*Aim*:
Write the next part of the forum thread on sexing long-necked turtles, picking up right after its final line.

*Given passage*:
++++

# Long Neck Turtle Sexing



## snakelady-viper (Jun 27, 2009)

Just purchased two eastern long neck hatchlings and was trying to find out how to sex them.
With short necks I have been told that its the length of their tails is it the same with the long necks or different.
Thanks for any help


----------



## mysnakesau (Jun 27, 2009)

My book has pictures that show, in the males, where their tail is the shell is pointed and their belly shell has a convex dip in it.

The females - their shell near their tail is rounded and their belly shell has a concave-shape dip.

LOL, I am hopeless with this...The book I am getting it from is Darren Green's Keeping Long-Necked Turtles. ABout $16 at a pet/reptile store.


----------



## snakelady-viper (Jun 27, 2009)

Thankyou


----------



## snakehunter (Jun 27, 2009)

mysnakesau said:


> My book has pictures that show, in the males, where their tail is the shell is pointed and their belly shell has a convex dip in it.
> 
> The females - their shell near their tail is rounded and their belly shell has a concave-shape dip.QUOTE]
> 
> That's for adults, I don't think hatchlings can be sexed.


----------



## snakelady-viper (Jun 27, 2009)

OH well time will tell
Thanks


----------



## azn4114 (Jun 27, 2009)

SnakeTrader said:


> never have sex with a turtle. If the turtle dosnt concent.


 thats some funny ******


----------



## -Peter (Jun 27, 2009)

You cant sex them visually as hatchlings. Gender dimorphism isn't apparent at that stage.


----------



## gecko-mad (Jun 27, 2009)

++++

*Dataset records*:
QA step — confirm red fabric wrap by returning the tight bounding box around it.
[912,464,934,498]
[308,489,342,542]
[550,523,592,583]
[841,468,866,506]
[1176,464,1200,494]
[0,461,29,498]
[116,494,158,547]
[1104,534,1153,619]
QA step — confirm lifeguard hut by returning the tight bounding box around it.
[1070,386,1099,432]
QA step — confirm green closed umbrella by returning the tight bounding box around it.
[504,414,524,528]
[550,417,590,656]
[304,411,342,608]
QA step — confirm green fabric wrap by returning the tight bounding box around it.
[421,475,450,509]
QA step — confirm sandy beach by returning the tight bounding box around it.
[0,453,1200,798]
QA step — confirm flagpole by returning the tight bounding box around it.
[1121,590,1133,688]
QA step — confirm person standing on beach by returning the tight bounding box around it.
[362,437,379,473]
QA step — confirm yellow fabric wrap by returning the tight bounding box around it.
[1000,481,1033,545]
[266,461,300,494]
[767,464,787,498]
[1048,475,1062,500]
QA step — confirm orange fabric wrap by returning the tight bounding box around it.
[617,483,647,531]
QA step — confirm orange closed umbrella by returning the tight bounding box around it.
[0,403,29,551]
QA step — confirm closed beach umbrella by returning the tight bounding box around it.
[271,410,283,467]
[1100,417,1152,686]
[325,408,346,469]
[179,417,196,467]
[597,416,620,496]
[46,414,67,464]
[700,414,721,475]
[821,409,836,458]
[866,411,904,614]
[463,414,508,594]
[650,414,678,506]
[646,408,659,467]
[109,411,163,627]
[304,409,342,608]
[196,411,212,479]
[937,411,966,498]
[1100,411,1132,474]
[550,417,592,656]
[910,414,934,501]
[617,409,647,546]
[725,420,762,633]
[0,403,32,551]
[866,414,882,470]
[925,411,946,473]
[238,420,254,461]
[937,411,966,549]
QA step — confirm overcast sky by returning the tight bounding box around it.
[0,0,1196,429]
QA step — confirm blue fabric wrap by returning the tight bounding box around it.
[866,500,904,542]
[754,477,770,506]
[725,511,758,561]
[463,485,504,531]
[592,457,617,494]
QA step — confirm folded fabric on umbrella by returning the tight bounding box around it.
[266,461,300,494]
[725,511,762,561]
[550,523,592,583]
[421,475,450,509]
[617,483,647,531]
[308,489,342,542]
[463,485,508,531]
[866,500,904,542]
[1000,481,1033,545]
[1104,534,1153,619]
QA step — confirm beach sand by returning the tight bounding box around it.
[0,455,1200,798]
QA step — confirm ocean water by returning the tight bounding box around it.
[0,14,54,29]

++++

*Output*:
soz but can you house short necks with long necks? i reckon my long neck is a female


----------



## Kimbully (Jun 27, 2009)

I have one of each housed together. I also recently worked out they were both the opposite sexes to what I originally thought!
Just make sure the piggy short neck doesn't steal all the food.


----------



## oreo1 (Jun 27, 2009)

mysnakesau said:


> My book has pictures that show, in the males, where their tail is the shell is pointed and their belly shell has a convex dip in it.
> 
> The females - their shell near their tail is rounded and their belly shell has a concave-shape dip.
> 
> LOL, I am hopeless with this...The book I am getting it from is Darren Green's Keeping Long-Necked Turtles. ABout $16 at a pet/reptile store.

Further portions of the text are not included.